**TEXT EXCERPT**.
....

Harvinder Kaur vs. Harminder Singh Chaudhary

Harvinder Kaur vs. Harminder Singh Chaudhary
In Supreme Court of India
Citation
AIR 1984 Delhi 66, ILR 1984 Delhi 546, 1984 RLR 187
Petitioner
Harvinder Kaur
Respondent
Harmander Singh Chaudhary
Date of Judgement
15 November 1985
Bench
AB Rohatgi

 Background:

Marriage incorporates the very base of social organization in the society that we inhabit. Marriage is regarded as one of the most sacred practice in the Hindu community and in law. It  is regarded as a sacrament that is absolute and eternal but history is proof that there is a vehement issue that arises with anything and everything that is just and obsolete and to counter such inequalities amongst spouses and to protect the pure and sacramental aspect of marriage,The Hindu Marriage Act, 1955 was implied which provided significantmatrimonial remedies; one of the aspect of this remedy is the ‘Restitution of Conjugal Rights’ under which both the spouses are required to inhabit and live together.The very appeal that we discuss today raises an issue of great concern to the well being of the nation as it challenges the very root of values in a matrimonial relationship. The husband had petitioned for the restitution of conjugal rights and the wife opposed. The Additional District Judge ruled in favor of the husband and granted a decree of restitution of conjugal rights to him. The wife opposed and hitherto appealed the court.

....

**PROBLEMS**.
(a) Based on the case summary, explain why The Hindu Marriage Act, 1955 was brought in.
(b) Render this sentence from the case summary in Spanish: "The husband had petitioned for the restitution of conjugal rights and the wife opposed."

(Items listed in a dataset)
....

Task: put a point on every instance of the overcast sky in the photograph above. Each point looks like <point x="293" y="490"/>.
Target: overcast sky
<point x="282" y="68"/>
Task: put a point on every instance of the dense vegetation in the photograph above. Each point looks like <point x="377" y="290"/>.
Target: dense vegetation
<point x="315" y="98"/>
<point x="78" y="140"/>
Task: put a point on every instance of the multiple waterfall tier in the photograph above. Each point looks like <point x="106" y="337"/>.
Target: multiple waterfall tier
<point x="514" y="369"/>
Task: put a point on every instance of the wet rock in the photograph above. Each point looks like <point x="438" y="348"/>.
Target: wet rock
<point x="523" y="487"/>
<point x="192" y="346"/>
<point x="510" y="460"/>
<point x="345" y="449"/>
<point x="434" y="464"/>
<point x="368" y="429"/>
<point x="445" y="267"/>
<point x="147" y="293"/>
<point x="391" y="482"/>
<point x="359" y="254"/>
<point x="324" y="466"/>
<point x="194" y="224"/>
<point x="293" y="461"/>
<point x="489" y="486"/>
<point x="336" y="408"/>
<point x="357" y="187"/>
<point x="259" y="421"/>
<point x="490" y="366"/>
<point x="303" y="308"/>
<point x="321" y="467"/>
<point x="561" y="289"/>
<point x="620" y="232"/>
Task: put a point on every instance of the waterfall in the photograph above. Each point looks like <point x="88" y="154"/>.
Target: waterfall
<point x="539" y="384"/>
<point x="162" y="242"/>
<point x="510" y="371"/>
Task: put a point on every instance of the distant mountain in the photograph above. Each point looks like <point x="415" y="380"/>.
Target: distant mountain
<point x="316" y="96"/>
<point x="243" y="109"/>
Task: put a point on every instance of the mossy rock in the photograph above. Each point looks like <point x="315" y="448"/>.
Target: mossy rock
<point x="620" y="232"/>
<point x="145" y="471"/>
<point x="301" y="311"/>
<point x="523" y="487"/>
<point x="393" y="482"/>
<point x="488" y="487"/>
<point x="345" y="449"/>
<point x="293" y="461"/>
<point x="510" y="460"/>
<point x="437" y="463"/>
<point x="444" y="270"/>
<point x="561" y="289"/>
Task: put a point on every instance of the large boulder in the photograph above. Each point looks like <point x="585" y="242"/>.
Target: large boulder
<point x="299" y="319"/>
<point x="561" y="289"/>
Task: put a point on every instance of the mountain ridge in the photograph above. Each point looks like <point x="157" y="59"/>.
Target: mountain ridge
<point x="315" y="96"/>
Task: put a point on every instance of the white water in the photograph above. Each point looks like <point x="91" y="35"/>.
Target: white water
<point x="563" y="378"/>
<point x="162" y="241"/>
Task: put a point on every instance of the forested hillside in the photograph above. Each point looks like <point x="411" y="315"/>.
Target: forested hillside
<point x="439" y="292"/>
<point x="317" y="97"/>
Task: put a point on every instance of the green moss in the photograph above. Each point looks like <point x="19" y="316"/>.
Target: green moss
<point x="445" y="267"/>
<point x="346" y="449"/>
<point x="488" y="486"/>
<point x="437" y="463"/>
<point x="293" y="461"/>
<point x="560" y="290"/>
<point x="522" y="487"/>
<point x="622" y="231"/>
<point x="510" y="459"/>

....

**OUTPUTS BY TASK**.
(a) The case summary says The Hindu Marriage Act, 1955 was brought in to counter inequalities between spouses and to protect the pure and sacramental aspect of marriage. To that end it provided significant matrimonial remedies, including the restitution of conjugal rights.

(b) El esposo había solicitado la restitución de los derechos conyugales y la esposa se opuso.